TO DO ▸
1. In the SQL join thread, what does the reply say the FROM clause alone would cause?
2. Count the lines of the listing that contain the string "shutter". Reply with the number alone.

SELECTED EXTRACT ▸
* begin *

Currently learning data science with SQLite and Pandas. Working on a political contributions dataset. I'm wondering what is the purpose of WHERE contributors.candidate_id = candidates.id
in the code below when joining two tables. Given my aim is to extract contributors for a particular candidate and include their name from another table, would the output not be the same without this condition?
implicit_join_sel = """
SELECT
contributors.last_name, contributors.first_name, contributors.amount, candidates.last_name
FROM
contributors, candidates
WHERE
contributors.candidate_id = candidates.id
AND candidates.last_name = 'Obama';
"""
db.cursor().execute(implicit_join_sel)
Output:
contributors.last_name contributors.first_name contributors.amount candidates.last_name
0 Buckler Steve 50.0 Obama
1 Buckler Steve 25.0 Obama
2 Buckheit Bruce 100.0 Obama
3 Buckel Linda 2300.0 Obama
4 Buckel Linda -2300.0 Obama
FYI summary of tables:
--Candidates--
id first_name last_name middle_name party
0 33 Joseph Biden NaN D
1 36 Samuel Brownback NaN R
--Contributors--
last_name first_name middle_name street_1 street_2 city state zip amount date candidate_id
0 Agee Steven NaN 549 Laurel Branch Road NaN Floyd VA 24091 500.0 2007-06-30 16
4 Akin Charles NaN 10187 Sugar Creek Road NaN Bentonville AR 72712 100.0 2007-06-16 16
The sytax of the FROM
clause, alone, would cause every row of the contributors
table to be joined to every row of the candidates
table. The WHERE
clause limits the join to only those pairs of rows with the same candidate ID.

* end *

DATASET RECORDS ▸
* begin *

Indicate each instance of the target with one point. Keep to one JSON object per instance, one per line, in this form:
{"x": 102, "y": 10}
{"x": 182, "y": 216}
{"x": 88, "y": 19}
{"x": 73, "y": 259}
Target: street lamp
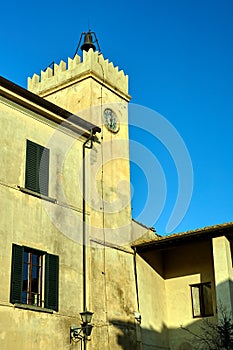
{"x": 81, "y": 333}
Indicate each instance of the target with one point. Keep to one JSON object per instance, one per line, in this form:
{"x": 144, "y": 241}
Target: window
{"x": 34, "y": 278}
{"x": 37, "y": 168}
{"x": 202, "y": 299}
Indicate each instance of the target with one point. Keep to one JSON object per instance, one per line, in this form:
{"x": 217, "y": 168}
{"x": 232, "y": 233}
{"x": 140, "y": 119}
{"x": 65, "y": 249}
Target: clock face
{"x": 110, "y": 120}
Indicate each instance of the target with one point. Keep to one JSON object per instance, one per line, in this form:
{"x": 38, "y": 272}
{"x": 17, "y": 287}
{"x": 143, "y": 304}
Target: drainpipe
{"x": 137, "y": 314}
{"x": 87, "y": 144}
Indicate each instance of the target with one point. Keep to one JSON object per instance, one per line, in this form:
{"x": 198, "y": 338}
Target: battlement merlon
{"x": 93, "y": 65}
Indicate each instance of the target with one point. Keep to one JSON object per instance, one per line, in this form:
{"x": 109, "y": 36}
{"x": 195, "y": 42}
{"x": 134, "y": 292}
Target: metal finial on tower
{"x": 88, "y": 42}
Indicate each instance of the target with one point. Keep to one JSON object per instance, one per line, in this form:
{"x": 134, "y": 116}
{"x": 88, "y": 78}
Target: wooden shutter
{"x": 31, "y": 167}
{"x": 16, "y": 274}
{"x": 43, "y": 174}
{"x": 51, "y": 281}
{"x": 37, "y": 168}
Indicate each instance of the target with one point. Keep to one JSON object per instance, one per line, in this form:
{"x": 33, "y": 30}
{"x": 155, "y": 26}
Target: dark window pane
{"x": 37, "y": 168}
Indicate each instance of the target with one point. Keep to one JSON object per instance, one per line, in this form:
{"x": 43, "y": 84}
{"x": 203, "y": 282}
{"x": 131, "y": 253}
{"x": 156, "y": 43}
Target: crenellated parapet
{"x": 64, "y": 74}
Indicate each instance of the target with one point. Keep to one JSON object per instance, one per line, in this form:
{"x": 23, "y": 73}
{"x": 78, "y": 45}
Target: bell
{"x": 88, "y": 43}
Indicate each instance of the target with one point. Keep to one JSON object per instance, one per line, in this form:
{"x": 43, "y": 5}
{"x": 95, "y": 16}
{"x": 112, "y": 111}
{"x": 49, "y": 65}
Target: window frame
{"x": 37, "y": 168}
{"x": 49, "y": 284}
{"x": 202, "y": 300}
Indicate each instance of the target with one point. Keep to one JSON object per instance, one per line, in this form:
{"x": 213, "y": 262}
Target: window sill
{"x": 33, "y": 308}
{"x": 36, "y": 194}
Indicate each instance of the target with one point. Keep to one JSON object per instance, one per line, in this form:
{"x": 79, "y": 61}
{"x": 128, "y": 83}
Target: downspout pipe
{"x": 88, "y": 144}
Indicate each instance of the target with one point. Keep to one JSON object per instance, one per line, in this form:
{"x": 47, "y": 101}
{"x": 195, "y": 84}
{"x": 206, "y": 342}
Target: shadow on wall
{"x": 132, "y": 336}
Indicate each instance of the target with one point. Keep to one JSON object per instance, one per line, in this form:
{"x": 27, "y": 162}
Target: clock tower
{"x": 96, "y": 90}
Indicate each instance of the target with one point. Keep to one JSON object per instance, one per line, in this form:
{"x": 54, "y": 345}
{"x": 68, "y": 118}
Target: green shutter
{"x": 16, "y": 274}
{"x": 37, "y": 168}
{"x": 51, "y": 281}
{"x": 31, "y": 167}
{"x": 43, "y": 157}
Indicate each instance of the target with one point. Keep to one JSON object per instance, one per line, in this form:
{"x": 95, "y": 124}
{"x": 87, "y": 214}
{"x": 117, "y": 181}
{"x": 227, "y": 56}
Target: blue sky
{"x": 179, "y": 58}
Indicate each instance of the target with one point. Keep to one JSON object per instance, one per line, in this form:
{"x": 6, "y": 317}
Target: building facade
{"x": 69, "y": 243}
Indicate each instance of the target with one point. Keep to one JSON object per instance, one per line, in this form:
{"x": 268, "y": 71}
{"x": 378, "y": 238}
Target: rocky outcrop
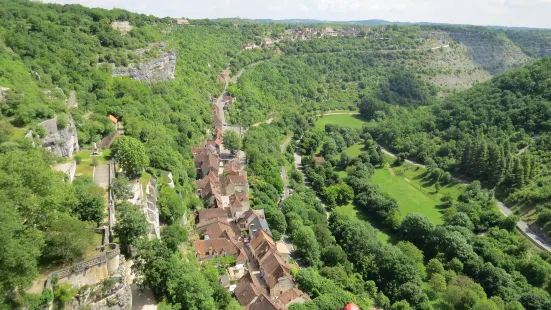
{"x": 3, "y": 92}
{"x": 62, "y": 142}
{"x": 159, "y": 69}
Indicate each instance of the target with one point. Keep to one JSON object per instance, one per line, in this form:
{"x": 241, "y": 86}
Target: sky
{"x": 512, "y": 13}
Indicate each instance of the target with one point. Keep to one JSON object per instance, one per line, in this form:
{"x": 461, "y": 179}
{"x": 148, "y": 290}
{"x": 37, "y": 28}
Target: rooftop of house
{"x": 237, "y": 179}
{"x": 282, "y": 248}
{"x": 237, "y": 199}
{"x": 292, "y": 294}
{"x": 351, "y": 306}
{"x": 208, "y": 188}
{"x": 248, "y": 288}
{"x": 264, "y": 302}
{"x": 219, "y": 246}
{"x": 208, "y": 214}
{"x": 262, "y": 236}
{"x": 319, "y": 159}
{"x": 217, "y": 228}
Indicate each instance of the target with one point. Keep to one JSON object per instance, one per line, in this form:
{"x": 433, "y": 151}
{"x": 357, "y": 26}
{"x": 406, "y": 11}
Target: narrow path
{"x": 339, "y": 113}
{"x": 240, "y": 72}
{"x": 521, "y": 225}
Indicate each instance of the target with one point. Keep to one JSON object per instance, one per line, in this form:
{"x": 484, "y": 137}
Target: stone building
{"x": 62, "y": 142}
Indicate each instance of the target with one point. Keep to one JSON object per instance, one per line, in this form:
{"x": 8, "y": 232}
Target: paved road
{"x": 521, "y": 225}
{"x": 101, "y": 176}
{"x": 338, "y": 113}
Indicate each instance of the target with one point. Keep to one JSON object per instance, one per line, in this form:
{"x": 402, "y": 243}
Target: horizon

* end *

SOLUTIONS BELOW ▸
1. Every row of the contributors table would be joined to every row of the candidates table.

2. 2